**Activity:** Reproduce all of the data exactly.

**Exercise data:**
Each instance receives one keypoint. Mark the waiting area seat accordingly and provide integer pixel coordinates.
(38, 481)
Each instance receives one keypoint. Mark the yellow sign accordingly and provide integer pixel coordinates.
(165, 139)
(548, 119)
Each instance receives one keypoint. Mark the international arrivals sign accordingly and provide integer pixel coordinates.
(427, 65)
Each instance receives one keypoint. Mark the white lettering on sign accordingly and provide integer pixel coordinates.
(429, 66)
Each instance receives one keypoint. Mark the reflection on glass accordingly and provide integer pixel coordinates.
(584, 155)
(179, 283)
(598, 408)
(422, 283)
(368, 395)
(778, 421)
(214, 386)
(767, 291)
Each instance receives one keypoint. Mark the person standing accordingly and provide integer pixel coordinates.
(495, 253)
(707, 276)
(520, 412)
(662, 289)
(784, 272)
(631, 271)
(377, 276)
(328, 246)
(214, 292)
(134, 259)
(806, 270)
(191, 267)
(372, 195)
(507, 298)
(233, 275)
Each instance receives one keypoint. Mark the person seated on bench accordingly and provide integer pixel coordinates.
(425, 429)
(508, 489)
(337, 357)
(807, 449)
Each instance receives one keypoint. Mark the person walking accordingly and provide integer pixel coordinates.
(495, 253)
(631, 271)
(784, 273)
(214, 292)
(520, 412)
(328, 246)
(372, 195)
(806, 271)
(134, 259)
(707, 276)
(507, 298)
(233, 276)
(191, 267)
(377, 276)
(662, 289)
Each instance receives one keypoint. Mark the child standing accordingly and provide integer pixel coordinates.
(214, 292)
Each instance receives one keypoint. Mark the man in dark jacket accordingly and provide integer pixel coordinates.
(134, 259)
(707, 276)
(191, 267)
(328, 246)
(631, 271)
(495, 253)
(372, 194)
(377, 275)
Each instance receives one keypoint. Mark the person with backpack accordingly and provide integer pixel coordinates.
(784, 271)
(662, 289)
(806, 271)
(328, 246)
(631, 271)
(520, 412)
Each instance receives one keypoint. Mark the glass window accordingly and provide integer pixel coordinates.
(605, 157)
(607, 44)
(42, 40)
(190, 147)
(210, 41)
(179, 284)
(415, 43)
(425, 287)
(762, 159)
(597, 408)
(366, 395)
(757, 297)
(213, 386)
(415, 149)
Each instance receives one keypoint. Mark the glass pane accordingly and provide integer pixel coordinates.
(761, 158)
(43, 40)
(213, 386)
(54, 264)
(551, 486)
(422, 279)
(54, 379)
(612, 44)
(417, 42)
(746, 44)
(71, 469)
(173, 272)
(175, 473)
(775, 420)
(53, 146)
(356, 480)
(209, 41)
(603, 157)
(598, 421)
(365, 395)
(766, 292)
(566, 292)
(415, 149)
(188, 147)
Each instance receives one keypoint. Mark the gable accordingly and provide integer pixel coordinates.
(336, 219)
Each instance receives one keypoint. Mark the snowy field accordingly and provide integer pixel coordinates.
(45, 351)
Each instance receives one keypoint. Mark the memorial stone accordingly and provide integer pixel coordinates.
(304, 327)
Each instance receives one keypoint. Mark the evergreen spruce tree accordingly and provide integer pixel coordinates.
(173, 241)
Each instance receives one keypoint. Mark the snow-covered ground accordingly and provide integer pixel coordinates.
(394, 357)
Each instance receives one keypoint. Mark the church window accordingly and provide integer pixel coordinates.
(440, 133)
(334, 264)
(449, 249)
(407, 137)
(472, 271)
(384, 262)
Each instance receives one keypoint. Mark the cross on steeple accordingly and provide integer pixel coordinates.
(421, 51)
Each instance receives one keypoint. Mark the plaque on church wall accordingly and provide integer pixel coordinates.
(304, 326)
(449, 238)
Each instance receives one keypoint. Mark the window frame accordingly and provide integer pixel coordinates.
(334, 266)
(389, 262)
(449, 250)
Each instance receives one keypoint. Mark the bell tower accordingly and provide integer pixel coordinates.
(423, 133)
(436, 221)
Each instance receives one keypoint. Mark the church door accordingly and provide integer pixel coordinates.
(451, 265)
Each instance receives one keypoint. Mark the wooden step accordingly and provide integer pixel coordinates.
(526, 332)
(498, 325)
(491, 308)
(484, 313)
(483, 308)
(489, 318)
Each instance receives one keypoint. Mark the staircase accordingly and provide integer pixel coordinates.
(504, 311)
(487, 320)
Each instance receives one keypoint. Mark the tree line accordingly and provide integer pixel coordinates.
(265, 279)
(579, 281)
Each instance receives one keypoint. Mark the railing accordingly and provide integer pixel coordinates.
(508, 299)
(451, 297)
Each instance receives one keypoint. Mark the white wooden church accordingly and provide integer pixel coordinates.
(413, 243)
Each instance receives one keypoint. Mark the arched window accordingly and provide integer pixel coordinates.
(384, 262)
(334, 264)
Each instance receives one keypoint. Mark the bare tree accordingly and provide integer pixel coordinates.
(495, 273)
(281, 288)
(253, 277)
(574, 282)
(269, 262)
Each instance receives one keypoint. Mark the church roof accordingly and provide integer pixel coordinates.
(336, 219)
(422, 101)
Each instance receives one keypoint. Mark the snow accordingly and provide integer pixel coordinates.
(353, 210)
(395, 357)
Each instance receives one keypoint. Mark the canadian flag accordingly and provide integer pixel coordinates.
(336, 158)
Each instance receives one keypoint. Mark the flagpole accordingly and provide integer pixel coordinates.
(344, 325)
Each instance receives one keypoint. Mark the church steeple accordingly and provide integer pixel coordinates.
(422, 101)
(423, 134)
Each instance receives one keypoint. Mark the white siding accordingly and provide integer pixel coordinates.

**Answer to this problem:**
Each instance receives one keypoint. Mark the waiting area seat accordingly and provide integer pixel coordinates.
(38, 481)
Each instance receives one keypoint. Mark the yellow sign accordingly and provide integer pixel coordinates.
(165, 139)
(548, 119)
Each instance receives one keypoint. Mark the international arrivals sign accordingly and provide integer pixel coordinates.
(427, 65)
Each instance receives one keypoint. Mark the white lettering on sign accordingly and provide integer pixel coordinates.
(429, 66)
Each instance receives one keypoint. Mark the reflection on glass accordingly and provide integer pixel coordinates.
(584, 155)
(179, 283)
(598, 408)
(422, 283)
(368, 395)
(778, 421)
(214, 386)
(767, 291)
Each instance receives one keypoint. Mark the person standing accordingly and provide integer pixel coordinates.
(495, 253)
(707, 276)
(520, 412)
(662, 289)
(784, 272)
(631, 271)
(377, 276)
(328, 246)
(214, 292)
(134, 259)
(806, 270)
(191, 267)
(372, 195)
(507, 298)
(233, 275)
Each instance receives one keypoint. Mark the person seated on bench accordingly and provide integer pixel coordinates.
(425, 429)
(508, 489)
(337, 357)
(807, 449)
Each instance receives one keypoint. Mark the person walking accordingly and provide integer pixel coordinates.
(495, 253)
(631, 271)
(784, 273)
(214, 292)
(520, 412)
(328, 246)
(372, 195)
(806, 271)
(134, 259)
(707, 276)
(507, 298)
(233, 276)
(191, 267)
(377, 276)
(662, 289)
Each instance receives one keypoint. Mark the child standing accordingly and provide integer pixel coordinates.
(214, 292)
Each instance receives one keypoint. Mark the man in dark jacket accordingly and provide integer pixel coordinates.
(134, 259)
(707, 276)
(191, 267)
(328, 246)
(631, 271)
(495, 253)
(372, 194)
(377, 275)
Each instance receives one keypoint. Mark the person with backpack accordingly and provide integer pixel coordinates.
(784, 271)
(662, 289)
(806, 271)
(328, 246)
(631, 271)
(520, 412)
Each instance receives one keypoint. Mark the glass window accordingly and provide integer pixel coordinates.
(605, 157)
(607, 44)
(42, 40)
(190, 147)
(210, 41)
(179, 284)
(415, 43)
(425, 287)
(762, 159)
(597, 408)
(366, 395)
(757, 297)
(213, 386)
(415, 149)
Each instance receives one keypoint. Mark the glass pane accordingly and provide integer pixel coordinates.
(761, 158)
(43, 40)
(213, 386)
(54, 264)
(551, 486)
(422, 279)
(54, 379)
(612, 44)
(417, 42)
(746, 44)
(71, 469)
(173, 272)
(175, 473)
(775, 420)
(53, 146)
(356, 480)
(209, 41)
(603, 157)
(598, 421)
(365, 395)
(766, 292)
(566, 292)
(415, 149)
(188, 147)
Each instance receives one keypoint. Mark the gable accordingly and provide integer pixel coordinates.
(336, 219)
Each instance receives one keypoint. Mark the snowy field accordingly and provide integer pixel coordinates.
(45, 351)
Each instance receives one keypoint. Mark the memorial stone accordingly and provide integer pixel coordinates.
(304, 327)
Each instance receives one keypoint. Mark the evergreen spruce tree accordingly and provide integer pixel coordinates.
(173, 241)
Each instance receives one keypoint. Mark the snow-covered ground accordingly and provide integer pixel coordinates.
(394, 357)
Each instance receives one keypoint. Mark the church window accordingly and provide integer pixel coordinates.
(440, 133)
(334, 264)
(449, 249)
(407, 137)
(472, 271)
(384, 262)
Each instance receives one keypoint. Mark the cross on steeple accordingly and provide integer pixel coordinates.
(421, 51)
Each instance receives one keypoint. Mark the plaque on church wall accordingly and provide integer pixel coordinates.
(304, 326)
(449, 238)
Each instance receives one keypoint. Mark the window frame accordingly and provide integer pixel coordinates.
(334, 266)
(389, 262)
(449, 250)
Each instance receives one keypoint. Mark the bell tower accordingly and provide integer pixel coordinates.
(423, 133)
(436, 221)
Each instance receives one keypoint. Mark the church door accordingly and provide integer pixel coordinates.
(451, 265)
Each instance receives one keypoint. Mark the wooden step accordingly and provide integer pixel coordinates.
(526, 332)
(498, 325)
(491, 308)
(484, 313)
(483, 308)
(489, 318)
Each instance receives one keypoint. Mark the staircase accordingly and provide integer pixel coordinates.
(504, 311)
(487, 320)
Each instance receives one keypoint. Mark the tree line accordingly and provide integer pixel coordinates.
(265, 279)
(579, 281)
Each instance receives one keypoint. Mark the railing accordingly and provide integer pixel coordinates.
(508, 299)
(451, 297)
Each instance receives one keypoint. Mark the white wooden church accordingly and provide integer pixel coordinates.
(413, 243)
Each instance receives one keypoint. Mark the arched window accordingly and provide integer pixel coordinates.
(384, 262)
(334, 264)
Each instance receives one keypoint. Mark the bare tree accordingly and provide integer pixel coordinates.
(495, 273)
(281, 288)
(253, 277)
(574, 282)
(269, 262)
Each instance receives one keypoint. Mark the church roof accordingly and provide integer pixel coordinates.
(336, 219)
(422, 101)
Each instance receives one keypoint. Mark the snow accordingly and provide integer pixel coordinates.
(353, 210)
(395, 357)
Each instance receives one keypoint. Mark the canadian flag accordingly and provide integer pixel coordinates.
(336, 158)
Each instance receives one keypoint. Mark the flagpole accordingly and provide integer pixel coordinates.
(344, 325)
Each instance receives one keypoint. Mark the church steeple accordingly and provide integer pixel coordinates.
(422, 101)
(423, 134)
Each instance receives one keypoint. Mark the white siding accordingly and provide integer pixel coordinates.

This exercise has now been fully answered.